SET TASK: From the items below, pick out and copy every line that contains the string "background". Letter case must match.

DATA SECTION:
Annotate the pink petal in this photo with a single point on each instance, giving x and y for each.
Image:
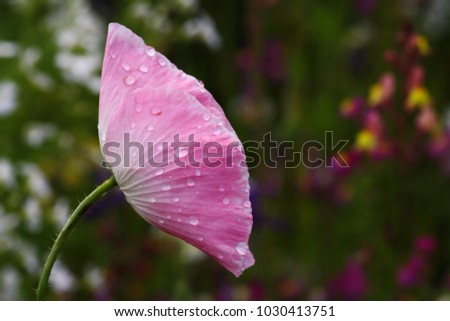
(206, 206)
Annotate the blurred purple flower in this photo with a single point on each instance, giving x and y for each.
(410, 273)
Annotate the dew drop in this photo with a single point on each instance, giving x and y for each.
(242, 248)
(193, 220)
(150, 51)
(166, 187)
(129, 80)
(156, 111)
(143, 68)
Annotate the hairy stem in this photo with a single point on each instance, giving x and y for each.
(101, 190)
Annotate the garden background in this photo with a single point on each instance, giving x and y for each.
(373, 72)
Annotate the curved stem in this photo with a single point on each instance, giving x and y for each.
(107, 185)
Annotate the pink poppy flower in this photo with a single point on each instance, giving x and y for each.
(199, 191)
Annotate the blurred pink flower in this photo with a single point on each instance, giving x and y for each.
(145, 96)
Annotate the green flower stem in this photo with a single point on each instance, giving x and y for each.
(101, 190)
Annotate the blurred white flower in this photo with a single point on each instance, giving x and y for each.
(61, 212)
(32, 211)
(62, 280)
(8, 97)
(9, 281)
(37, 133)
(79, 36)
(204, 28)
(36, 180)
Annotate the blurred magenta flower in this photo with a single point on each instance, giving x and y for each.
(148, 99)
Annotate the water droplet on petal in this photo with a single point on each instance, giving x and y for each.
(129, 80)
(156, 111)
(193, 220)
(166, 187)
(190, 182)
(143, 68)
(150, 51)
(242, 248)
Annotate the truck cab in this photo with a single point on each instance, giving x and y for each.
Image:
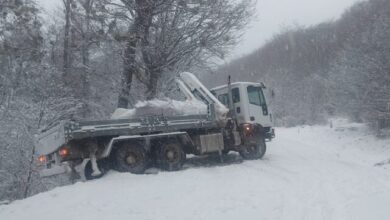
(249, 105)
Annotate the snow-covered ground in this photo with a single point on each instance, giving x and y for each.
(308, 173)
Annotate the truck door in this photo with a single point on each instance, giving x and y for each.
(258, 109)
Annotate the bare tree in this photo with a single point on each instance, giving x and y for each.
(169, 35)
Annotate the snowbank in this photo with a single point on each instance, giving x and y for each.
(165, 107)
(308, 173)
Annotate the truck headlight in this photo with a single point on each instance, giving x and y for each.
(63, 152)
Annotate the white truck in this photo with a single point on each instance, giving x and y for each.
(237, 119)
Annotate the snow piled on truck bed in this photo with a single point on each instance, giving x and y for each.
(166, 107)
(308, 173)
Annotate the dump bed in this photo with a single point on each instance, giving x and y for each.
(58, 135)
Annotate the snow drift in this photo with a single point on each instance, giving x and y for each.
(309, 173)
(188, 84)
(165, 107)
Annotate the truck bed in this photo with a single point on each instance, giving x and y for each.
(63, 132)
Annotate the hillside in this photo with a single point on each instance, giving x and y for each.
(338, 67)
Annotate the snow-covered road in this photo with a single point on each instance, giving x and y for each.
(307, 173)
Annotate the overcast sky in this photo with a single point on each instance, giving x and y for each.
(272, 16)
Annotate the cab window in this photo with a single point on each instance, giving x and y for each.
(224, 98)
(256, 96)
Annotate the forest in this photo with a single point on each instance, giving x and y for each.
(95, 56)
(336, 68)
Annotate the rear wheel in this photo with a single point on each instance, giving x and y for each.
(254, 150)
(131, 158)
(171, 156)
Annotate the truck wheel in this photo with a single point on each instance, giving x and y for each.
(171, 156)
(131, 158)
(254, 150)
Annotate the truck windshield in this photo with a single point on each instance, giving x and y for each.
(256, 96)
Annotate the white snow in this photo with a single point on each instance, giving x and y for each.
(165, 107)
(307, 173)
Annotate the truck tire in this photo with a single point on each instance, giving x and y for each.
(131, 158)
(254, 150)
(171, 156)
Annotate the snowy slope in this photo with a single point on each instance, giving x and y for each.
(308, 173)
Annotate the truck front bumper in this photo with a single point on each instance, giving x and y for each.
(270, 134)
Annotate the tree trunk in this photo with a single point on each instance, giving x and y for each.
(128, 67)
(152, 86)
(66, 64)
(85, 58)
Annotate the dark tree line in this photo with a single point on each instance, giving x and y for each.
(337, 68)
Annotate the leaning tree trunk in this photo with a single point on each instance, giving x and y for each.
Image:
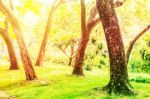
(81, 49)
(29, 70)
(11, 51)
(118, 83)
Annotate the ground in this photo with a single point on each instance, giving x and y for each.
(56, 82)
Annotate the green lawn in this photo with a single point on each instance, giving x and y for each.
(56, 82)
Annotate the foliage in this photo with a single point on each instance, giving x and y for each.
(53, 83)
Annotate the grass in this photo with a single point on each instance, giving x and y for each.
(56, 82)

==

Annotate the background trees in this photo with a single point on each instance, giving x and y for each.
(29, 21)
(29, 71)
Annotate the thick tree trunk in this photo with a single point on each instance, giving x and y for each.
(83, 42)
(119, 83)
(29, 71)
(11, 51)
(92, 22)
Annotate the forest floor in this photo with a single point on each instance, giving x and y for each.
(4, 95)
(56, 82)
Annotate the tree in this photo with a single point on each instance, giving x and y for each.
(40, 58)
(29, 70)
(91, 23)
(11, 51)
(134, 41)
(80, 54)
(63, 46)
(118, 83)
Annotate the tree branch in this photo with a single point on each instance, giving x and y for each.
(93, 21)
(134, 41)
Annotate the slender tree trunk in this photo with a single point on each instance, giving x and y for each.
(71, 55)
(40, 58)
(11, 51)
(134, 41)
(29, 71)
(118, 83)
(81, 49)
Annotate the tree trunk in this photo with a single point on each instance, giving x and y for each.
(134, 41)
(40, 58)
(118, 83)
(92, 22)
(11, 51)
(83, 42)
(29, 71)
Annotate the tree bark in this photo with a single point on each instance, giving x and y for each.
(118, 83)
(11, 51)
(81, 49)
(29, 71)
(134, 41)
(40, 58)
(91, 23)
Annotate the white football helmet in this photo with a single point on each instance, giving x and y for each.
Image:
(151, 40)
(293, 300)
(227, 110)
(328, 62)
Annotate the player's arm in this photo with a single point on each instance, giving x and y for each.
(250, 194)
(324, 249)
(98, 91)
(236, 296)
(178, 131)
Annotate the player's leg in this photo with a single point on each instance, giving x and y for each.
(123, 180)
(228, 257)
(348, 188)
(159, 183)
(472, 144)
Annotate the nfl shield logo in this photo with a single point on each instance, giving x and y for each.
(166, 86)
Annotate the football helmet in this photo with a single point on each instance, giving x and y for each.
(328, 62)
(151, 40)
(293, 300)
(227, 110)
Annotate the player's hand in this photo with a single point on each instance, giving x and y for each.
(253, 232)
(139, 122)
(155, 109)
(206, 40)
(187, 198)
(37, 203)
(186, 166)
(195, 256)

RESPONSE:
Annotate the garden background in this photo with a single point on each instance, giving x and y for each.
Annotate the background trees in this photo with a single point on each instance, giving x and y for each.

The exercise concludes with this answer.